#### [DOCUMENT PASSAGE]

In October 2011, my partner and I had travelled to Hawaii and spent 3 weeks in paradise. I blogged daily about our epic adventures and Shayla followed along. One day, I sent her a message in a bottle, from Oahu. I was home back in Canada, long before it arrived to her in Kamloops. The glee that came from within her when she received it was well worth the anticipated wait. She proudly showed her friends and told her family about her special Hawaiian souvenir. When we spoke last November, and I asked her if there was any place she would like to go for her birthday, I was elated to hear her answer, “Hawaii, of course, would be awesome momma!”  Even though it was not financially possible for me to afford the trip at that time, I knew someday we would go together as mother and daughter. What I had not counted on was for her life to be taken only a month later and my world was changed forever.
After her passing, I was contacted from someone I had not seen or spoken to in almost ten years. They made me a kind-hearted offer, I could not refuse. They presented me with the means to travel anywhere I wanted for the first upcoming birthday in 22 years, without my babygirl. I did not hesitate and found myself only days before February 24, 2011, on a plane, by myself to Maui. I was nervous at travelling on my own and also worried how I would handle the impending birthday of my daughter.

(Data extracted from a collection)
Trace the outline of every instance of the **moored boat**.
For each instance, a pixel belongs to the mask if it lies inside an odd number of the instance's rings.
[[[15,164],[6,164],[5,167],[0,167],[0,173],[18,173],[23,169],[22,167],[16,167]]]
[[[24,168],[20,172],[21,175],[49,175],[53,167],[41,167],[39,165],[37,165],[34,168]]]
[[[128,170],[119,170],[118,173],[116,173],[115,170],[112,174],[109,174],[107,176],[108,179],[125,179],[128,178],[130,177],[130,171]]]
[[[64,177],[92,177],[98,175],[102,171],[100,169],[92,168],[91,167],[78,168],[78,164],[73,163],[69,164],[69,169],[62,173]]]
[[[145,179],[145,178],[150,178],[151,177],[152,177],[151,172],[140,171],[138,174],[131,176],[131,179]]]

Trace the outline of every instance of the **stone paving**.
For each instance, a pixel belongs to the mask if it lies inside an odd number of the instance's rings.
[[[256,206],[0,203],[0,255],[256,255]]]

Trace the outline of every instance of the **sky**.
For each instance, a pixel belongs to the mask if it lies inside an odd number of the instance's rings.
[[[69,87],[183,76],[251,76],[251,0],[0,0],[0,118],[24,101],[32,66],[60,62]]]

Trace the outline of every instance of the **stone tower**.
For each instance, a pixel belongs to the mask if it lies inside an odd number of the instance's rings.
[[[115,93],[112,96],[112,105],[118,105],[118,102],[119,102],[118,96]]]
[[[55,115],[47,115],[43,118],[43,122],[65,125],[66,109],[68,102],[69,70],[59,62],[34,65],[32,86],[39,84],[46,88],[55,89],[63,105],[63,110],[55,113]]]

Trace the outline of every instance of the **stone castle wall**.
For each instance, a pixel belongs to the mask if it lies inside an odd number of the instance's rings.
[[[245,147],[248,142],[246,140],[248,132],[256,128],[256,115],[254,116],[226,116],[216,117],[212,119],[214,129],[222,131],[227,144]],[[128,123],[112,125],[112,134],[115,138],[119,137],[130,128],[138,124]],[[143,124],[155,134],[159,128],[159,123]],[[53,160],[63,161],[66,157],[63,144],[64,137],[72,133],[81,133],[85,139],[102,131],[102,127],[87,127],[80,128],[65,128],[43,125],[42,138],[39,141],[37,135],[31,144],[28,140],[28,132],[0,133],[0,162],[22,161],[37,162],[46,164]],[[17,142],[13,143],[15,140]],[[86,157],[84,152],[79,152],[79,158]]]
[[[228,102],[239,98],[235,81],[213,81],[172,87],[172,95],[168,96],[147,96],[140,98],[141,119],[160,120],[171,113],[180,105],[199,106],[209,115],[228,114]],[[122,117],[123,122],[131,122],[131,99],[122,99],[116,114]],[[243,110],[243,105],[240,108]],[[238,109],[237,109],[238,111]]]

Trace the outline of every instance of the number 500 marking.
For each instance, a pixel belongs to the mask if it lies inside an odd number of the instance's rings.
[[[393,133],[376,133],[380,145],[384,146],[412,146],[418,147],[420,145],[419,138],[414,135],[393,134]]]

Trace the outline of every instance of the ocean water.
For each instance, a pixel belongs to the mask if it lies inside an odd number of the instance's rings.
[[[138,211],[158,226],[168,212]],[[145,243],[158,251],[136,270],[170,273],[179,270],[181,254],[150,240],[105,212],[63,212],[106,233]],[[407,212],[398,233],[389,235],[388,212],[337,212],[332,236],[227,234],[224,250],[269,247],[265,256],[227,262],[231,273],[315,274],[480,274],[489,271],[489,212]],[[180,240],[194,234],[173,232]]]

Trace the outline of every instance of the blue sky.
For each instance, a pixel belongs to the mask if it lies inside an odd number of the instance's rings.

#### [INSTRUCTIONS]
A – Update the passage about the Hawaii trips: write out the part that opens with the words containing "In October 2011, my" and closes with "was changed forever.", putting "Maui" in place of "Oahu".
B – List every place name that appears in the passage about the Hawaii trips.

#### [RESULTS FOR EACH TASK]
A –
In October 2011, my partner and I had travelled to Hawaii and spent 3 weeks in paradise. I blogged daily about our epic adventures and Shayla followed along. One day, I sent her a message in a bottle, from Maui. I was home back in Canada, long before it arrived to her in Kamloops. The glee that came from within her when she received it was well worth the anticipated wait. She proudly showed her friends and told her family about her special Hawaiian souvenir. When we spoke last November, and I asked her if there was any place she would like to go for her birthday, I was elated to hear her answer, “Hawaii, of course, would be awesome momma!”  Even though it was not financially possible for me to afford the trip at that time, I knew someday we would go together as mother and daughter. What I had not counted on was for her life to be taken only a month later and my world was changed forever.

B – Hawaii, Oahu, Canada, Kamloops, Maui